[Exercício proposto]
Responda a estas perguntas com base no trecho sobre a moral defendida pelos jesuítas.
1. Segundo o trecho, o que é a salvaguarda da prosperidade e bem-estar da família?
2. Quais penitências o trecho atribui ao Concílio de Trento?
3. De que ano é o número do periódico citado na passagem contra o divórcio?

[Trecho selecionado]
Assim como os clérigos de tendência ultramontana, os jesuítas analisados alinharam-se à defesa dessa tradição, perpassada pela necessidade de afirmação de uma moral específica fomentada pela Igreja. Esta, de forma ampla, buscará criar um habitus nos leitores do jornal, de modo a direcionar determinados tipos de ações e comportamentos. O divórcio, por exemplo, apresenta-se como uma questão a ser combatida:

Certos espíritos desequilibrados, servindo a paixões inconfessáveis, tem querido trazer para nosso querido Brasil a praga assoladora do divórcio. [...] A indissolubilidade do vínculo matrimonial é a salvaguarda da prosperidade e bem estar da família. É ela que cerra muitos males consequentes do divórcio (MENSAGEIRO DO CORAÇÃO DE JESUS, t. 4, n. 40, 1899, p. 229).

Isso porque, afirmavam, nunca a ofensa a Deus teria sido tão “geral e provocadora da justiça” (MENSAGEIRO DO CORAÇÃO DE JESUS, t. 1, n. 2, 1896, p. 52), e porque o “culto direto e positivo à Satanás é um fato de domínio público” (MENSAGEIRO DO CORAÇÃO DE JESUS, t. 1, 1896, p. 53). E, para livrar-se dos pecados, era necessário realizar a penitência que “[...] segundo o Concílio de Trento [...] são os jejuns, as esmolas e as orações” (MENSAGEIRO DO CORAÇÃO DE JESUS, t. 1, n. 2, 1896, p. 55). A moral é tão importante à Igreja Católica, pois, na perspectiva apresentada, sem ela não seria possível realizar obras de expiação verdadeira (MENSAGEIRO DO CORAÇÃO DE JESUS, t. 1, n. 2, 1896, p. 54).

[Amostra dos dados]

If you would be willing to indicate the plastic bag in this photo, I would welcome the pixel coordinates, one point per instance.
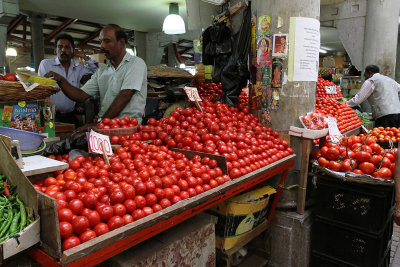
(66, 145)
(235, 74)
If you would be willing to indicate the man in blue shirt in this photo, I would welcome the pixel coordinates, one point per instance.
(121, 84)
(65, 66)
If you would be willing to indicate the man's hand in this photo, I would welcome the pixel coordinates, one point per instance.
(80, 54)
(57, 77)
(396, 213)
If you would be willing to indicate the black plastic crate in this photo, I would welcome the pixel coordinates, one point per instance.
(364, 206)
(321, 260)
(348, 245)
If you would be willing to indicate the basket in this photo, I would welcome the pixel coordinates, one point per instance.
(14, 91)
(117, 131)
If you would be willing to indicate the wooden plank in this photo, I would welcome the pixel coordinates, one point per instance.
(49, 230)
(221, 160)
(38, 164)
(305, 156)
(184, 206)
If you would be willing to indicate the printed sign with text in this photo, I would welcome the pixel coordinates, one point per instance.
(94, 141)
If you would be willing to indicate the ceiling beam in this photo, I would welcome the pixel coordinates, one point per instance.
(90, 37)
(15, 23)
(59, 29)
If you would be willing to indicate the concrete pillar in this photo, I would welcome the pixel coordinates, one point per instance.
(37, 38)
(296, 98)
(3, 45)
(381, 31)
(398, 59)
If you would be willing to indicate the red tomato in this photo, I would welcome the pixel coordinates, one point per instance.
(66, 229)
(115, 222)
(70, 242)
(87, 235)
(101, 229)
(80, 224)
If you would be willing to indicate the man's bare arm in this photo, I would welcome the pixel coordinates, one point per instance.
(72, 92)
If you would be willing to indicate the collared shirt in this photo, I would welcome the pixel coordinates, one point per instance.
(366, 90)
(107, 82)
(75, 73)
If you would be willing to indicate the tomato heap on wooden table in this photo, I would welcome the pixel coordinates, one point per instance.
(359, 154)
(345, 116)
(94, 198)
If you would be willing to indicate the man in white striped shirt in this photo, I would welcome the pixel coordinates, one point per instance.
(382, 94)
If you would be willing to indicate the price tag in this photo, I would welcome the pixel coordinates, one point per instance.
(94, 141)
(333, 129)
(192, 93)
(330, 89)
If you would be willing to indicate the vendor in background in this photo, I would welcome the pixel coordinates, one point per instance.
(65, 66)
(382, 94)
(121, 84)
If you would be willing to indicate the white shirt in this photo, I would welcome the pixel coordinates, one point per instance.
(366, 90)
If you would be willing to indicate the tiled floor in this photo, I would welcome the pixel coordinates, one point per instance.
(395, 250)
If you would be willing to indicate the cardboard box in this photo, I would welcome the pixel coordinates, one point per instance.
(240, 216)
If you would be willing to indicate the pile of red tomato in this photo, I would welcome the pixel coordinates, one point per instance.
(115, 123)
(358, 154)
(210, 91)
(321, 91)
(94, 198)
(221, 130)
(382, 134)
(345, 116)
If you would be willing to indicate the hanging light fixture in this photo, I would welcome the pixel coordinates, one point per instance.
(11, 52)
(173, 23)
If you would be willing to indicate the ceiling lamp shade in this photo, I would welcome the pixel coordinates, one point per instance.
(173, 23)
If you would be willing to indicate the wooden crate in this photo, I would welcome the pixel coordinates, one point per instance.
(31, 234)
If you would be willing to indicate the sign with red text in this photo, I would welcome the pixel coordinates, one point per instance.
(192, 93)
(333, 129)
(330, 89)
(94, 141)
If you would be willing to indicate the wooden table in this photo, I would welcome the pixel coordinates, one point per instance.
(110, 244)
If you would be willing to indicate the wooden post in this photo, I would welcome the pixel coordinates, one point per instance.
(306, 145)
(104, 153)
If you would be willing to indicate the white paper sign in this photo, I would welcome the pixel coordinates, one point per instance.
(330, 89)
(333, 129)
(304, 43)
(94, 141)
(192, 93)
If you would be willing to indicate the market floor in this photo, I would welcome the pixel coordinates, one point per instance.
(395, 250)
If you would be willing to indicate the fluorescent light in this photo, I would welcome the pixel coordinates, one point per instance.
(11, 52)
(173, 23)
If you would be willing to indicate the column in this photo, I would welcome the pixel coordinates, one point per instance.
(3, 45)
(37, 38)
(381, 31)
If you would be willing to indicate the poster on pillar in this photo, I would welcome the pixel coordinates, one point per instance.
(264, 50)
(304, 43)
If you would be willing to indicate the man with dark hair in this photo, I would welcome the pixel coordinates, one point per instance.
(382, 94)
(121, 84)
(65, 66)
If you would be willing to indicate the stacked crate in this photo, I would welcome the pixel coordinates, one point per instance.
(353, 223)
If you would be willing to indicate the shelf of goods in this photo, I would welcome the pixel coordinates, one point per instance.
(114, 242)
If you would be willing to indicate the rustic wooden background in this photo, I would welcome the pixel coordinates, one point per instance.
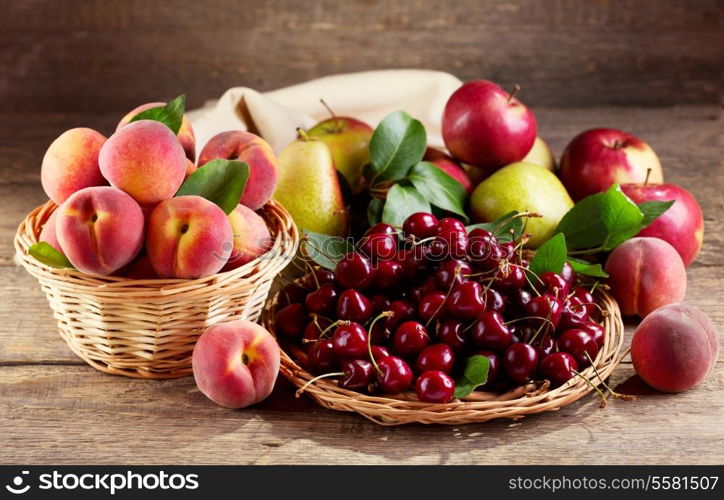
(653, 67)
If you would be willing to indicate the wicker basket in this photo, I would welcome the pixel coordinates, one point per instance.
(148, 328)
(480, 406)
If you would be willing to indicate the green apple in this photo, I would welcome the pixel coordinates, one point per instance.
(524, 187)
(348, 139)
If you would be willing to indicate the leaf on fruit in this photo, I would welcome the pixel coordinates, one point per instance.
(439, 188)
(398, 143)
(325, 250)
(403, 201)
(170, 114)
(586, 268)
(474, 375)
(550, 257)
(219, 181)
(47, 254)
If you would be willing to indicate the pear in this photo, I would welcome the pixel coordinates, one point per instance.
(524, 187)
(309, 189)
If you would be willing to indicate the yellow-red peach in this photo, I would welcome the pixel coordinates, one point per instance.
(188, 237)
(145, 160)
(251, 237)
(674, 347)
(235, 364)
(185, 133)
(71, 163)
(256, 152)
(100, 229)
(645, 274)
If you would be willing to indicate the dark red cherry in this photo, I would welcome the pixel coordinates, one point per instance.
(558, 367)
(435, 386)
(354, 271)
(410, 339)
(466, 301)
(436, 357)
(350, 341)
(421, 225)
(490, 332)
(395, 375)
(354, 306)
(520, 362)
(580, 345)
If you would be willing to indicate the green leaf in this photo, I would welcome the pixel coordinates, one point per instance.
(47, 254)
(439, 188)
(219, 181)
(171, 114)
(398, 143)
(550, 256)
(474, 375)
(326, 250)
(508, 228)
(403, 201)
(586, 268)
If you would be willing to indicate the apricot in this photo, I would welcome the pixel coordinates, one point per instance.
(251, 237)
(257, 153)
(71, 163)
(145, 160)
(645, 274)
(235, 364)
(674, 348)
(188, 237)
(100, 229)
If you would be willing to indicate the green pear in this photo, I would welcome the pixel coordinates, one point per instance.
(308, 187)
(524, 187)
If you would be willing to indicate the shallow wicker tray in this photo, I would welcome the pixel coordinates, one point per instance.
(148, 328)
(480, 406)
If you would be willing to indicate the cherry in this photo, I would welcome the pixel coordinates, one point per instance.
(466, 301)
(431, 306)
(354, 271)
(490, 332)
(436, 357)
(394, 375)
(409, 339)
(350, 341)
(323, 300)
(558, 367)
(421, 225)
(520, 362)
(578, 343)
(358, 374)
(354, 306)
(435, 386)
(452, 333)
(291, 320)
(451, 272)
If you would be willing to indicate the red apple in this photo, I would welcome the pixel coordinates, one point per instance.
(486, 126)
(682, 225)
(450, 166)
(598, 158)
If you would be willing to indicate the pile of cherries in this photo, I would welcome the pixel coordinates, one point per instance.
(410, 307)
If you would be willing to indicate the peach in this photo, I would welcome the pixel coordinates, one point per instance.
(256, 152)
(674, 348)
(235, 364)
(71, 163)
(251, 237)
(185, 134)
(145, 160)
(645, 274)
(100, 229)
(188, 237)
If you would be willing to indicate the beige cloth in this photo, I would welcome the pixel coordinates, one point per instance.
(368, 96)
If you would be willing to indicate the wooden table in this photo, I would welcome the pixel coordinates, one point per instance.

[Solução da tarefa]
1. A indissolubilidade do vínculo matrimonial.
2. Os jejuns, as esmolas e as orações.
3. De 1899.